What this task involves:
Please update every row below by replacing "reference point" with "marker", changing nothing else. Leave the pictures out of your answer.
================
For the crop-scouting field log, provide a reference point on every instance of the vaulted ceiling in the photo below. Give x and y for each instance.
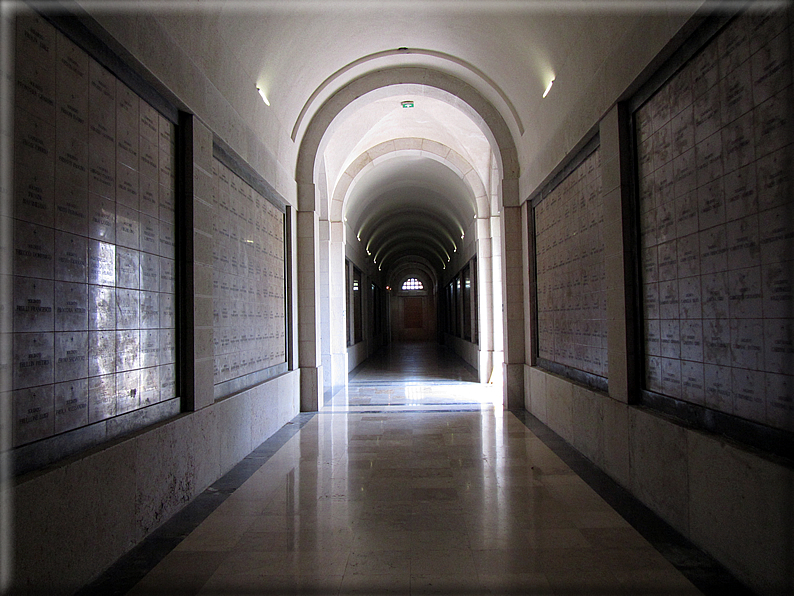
(300, 52)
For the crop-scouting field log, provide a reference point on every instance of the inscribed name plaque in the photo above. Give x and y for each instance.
(91, 272)
(249, 279)
(571, 279)
(728, 246)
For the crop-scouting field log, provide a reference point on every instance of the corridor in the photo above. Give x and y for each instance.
(412, 482)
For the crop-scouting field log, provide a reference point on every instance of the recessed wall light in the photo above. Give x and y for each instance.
(262, 95)
(548, 87)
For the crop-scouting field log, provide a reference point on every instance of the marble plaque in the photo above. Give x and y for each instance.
(737, 137)
(779, 390)
(127, 309)
(32, 414)
(777, 290)
(71, 405)
(167, 202)
(748, 394)
(149, 196)
(745, 298)
(33, 305)
(33, 194)
(149, 123)
(71, 161)
(692, 340)
(717, 342)
(101, 218)
(127, 350)
(128, 227)
(689, 293)
(101, 307)
(101, 397)
(167, 311)
(778, 238)
(71, 306)
(101, 263)
(167, 381)
(71, 88)
(150, 234)
(127, 391)
(87, 309)
(32, 362)
(149, 158)
(747, 343)
(150, 272)
(773, 179)
(71, 356)
(127, 268)
(127, 186)
(101, 353)
(35, 86)
(149, 386)
(150, 310)
(102, 99)
(71, 257)
(167, 346)
(33, 250)
(778, 345)
(741, 197)
(150, 348)
(101, 171)
(127, 120)
(692, 381)
(71, 210)
(718, 388)
(167, 241)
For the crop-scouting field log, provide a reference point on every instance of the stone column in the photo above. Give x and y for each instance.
(617, 215)
(307, 286)
(196, 275)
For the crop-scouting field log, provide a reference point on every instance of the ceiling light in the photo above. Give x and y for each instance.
(262, 95)
(548, 88)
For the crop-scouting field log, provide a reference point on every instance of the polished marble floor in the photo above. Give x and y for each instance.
(414, 480)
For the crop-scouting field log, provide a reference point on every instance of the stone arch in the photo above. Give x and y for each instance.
(408, 146)
(491, 122)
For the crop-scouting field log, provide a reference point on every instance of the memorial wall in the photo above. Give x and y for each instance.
(714, 159)
(249, 284)
(93, 246)
(570, 274)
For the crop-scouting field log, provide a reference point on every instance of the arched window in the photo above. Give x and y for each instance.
(412, 284)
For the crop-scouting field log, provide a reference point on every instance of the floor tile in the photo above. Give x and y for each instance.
(410, 481)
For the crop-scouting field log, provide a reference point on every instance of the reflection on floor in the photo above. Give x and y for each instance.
(412, 482)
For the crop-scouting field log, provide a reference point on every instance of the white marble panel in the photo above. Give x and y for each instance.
(101, 397)
(33, 305)
(32, 414)
(70, 405)
(71, 306)
(71, 356)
================
Right answer:
For the crop-scouting field log, provide a marker on every instance of the vaulted ceiling in the photo below. Give x and y for each instance.
(300, 52)
For the crop-scouting field log, provide a marker on every instance of the inscribed name plaque in the photo above. Give x and y for each instance.
(91, 272)
(249, 279)
(571, 279)
(728, 246)
For the crop-scouting field log, provide a marker on every instance of the corridor in the photo above. Give x and y for each instance.
(412, 482)
For the crop-scouting field log, provide a marker on every instance of the recessed wall light in the photo above. Give x and y for each instance.
(262, 95)
(548, 87)
For the crop-scouting field log, provide a marker on every instance of the marble plaque in the photo above. Give x and y for each instance.
(737, 137)
(779, 390)
(127, 309)
(32, 414)
(777, 290)
(71, 405)
(167, 202)
(748, 394)
(149, 196)
(745, 298)
(33, 305)
(33, 194)
(149, 123)
(71, 161)
(692, 340)
(717, 342)
(101, 218)
(127, 350)
(128, 227)
(689, 293)
(101, 307)
(101, 397)
(167, 311)
(778, 238)
(71, 306)
(101, 263)
(167, 381)
(71, 88)
(150, 234)
(127, 391)
(87, 309)
(32, 362)
(149, 158)
(747, 343)
(150, 272)
(773, 179)
(71, 356)
(127, 268)
(127, 186)
(101, 353)
(35, 86)
(149, 386)
(150, 310)
(102, 99)
(71, 257)
(167, 346)
(33, 250)
(778, 345)
(741, 197)
(150, 348)
(101, 171)
(127, 120)
(692, 381)
(71, 210)
(718, 388)
(167, 241)
For the crop-scouting field log, provide a marker on every instance of the stone column in the photo above. Give x and y for each instance.
(617, 215)
(307, 286)
(196, 275)
For the crop-scouting field log, provide a marker on every instance of the ceiling light in the photo above. Give x and y for each instance.
(262, 95)
(548, 88)
For the crop-scouting field log, provide a marker on every instance of the polished marble floor in the photo above. Give x and y for each instance.
(414, 480)
For the crop-scouting field log, provide a marker on every instance of the stone arch in the photo above. Give x and y for each instance.
(408, 146)
(491, 122)
For the crop-scouting field log, provide a marker on every instance of the memorial wall in the photo above. Give x and y for each instance.
(714, 159)
(249, 284)
(93, 246)
(570, 274)
For the crop-scouting field log, provide a marker on every instance of the arched window in the photo above. Give x and y for each instance.
(412, 284)
For the crop-scouting field log, provide a marker on every instance of the floor tile in the photo above. Give x and y for each instance.
(410, 481)
For the crop-scouting field log, provide a marker on every instance of the reflection on floor in the photo above. Give x and y for each instance.
(412, 482)
For the crop-scouting field log, provide a marker on every instance of the white marble panel in the photo above. Give x and y for each instance.
(101, 397)
(33, 305)
(32, 414)
(70, 405)
(71, 306)
(71, 356)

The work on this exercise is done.